# Written exercise
Rescale the data from the line containing "mask job: snow-covered mountain" through the end of the data, rewriting every line, requests included. Multiply each polygon vertex coordinate in the answers by 1.95 and round it to a whole number with halves rounded up, leaving the numbers in the requests and their sample output unchanged.

____________________

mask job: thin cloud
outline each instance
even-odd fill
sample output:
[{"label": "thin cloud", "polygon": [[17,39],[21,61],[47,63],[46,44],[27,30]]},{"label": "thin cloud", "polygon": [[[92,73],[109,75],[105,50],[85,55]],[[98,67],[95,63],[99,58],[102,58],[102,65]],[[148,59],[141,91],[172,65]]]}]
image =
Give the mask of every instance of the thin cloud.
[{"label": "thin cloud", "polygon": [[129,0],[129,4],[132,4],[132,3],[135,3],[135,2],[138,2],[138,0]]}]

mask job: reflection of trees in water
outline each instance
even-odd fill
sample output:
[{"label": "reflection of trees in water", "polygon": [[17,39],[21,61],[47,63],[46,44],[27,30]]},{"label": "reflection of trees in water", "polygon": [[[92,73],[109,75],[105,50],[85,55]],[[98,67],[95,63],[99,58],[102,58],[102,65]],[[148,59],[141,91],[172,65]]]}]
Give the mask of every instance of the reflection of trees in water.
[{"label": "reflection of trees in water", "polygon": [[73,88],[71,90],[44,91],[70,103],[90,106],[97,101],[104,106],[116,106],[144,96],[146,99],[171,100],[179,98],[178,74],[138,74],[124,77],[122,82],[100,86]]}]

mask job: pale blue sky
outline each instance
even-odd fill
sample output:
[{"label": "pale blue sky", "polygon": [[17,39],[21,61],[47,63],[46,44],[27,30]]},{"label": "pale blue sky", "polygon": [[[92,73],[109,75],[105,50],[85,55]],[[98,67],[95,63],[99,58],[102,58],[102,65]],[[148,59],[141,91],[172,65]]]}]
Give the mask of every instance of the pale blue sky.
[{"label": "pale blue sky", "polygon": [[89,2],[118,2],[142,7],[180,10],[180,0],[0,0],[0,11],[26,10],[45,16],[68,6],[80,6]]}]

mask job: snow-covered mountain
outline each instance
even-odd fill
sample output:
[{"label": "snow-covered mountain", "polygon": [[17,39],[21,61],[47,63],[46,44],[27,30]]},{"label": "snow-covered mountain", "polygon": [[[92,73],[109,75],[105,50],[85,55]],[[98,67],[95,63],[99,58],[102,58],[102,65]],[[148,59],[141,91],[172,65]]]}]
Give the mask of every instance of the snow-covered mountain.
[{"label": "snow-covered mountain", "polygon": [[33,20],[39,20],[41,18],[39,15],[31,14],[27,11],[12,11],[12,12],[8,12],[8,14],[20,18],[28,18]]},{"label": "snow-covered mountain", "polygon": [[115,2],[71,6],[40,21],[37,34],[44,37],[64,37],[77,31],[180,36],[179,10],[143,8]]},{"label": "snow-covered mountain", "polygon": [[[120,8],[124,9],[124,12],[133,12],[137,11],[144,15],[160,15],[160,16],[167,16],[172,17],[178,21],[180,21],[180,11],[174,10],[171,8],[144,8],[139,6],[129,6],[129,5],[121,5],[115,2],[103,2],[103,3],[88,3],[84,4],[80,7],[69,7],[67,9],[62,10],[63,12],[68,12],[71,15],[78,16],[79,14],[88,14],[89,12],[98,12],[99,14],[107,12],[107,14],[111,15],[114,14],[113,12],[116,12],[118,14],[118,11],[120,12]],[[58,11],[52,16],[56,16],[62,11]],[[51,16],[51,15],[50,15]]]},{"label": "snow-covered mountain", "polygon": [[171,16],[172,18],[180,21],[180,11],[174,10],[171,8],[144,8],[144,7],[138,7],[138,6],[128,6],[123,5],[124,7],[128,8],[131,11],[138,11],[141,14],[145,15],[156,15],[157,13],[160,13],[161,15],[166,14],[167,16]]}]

____________________

# Solution
mask job: snow-covered mountain
outline each instance
even-odd fill
sample output:
[{"label": "snow-covered mountain", "polygon": [[17,39],[21,61],[47,63],[46,44],[27,30]]},{"label": "snow-covered mountain", "polygon": [[[92,73],[109,75],[105,50],[85,55]],[[98,67],[95,63],[99,58],[102,58],[102,65]],[[148,59],[141,91],[172,65]]]}]
Give the mask of every instance of the snow-covered mountain.
[{"label": "snow-covered mountain", "polygon": [[64,39],[76,39],[80,35],[76,29],[60,27],[53,21],[23,21],[23,23],[16,23],[16,27],[39,35],[55,35]]},{"label": "snow-covered mountain", "polygon": [[224,4],[138,12],[78,41],[72,66],[86,72],[125,72],[150,60],[351,70],[349,20],[279,16]]},{"label": "snow-covered mountain", "polygon": [[[234,16],[242,18],[242,23],[259,23],[267,21],[281,29],[312,29],[312,31],[326,31],[335,33],[347,41],[351,41],[351,21],[339,20],[333,16],[281,16],[271,12],[252,12],[252,10],[236,10],[224,4],[201,4],[201,6],[172,6],[164,8],[156,14],[135,14],[131,18],[121,20],[123,23],[133,23],[138,29],[152,31],[154,27],[172,27],[174,23],[191,23],[193,27],[209,23],[209,27],[216,29],[222,27],[220,23],[226,23],[230,27],[230,21],[234,23]],[[113,21],[101,31],[109,31],[121,21]],[[99,31],[99,29],[98,29]]]},{"label": "snow-covered mountain", "polygon": [[333,31],[335,35],[351,41],[351,21],[339,20],[333,16],[281,16],[281,14],[269,14],[269,12],[250,12],[240,10],[242,14],[250,16],[255,21],[269,21],[275,27],[283,29],[304,29],[306,25],[312,25],[314,29],[324,27],[326,31]]}]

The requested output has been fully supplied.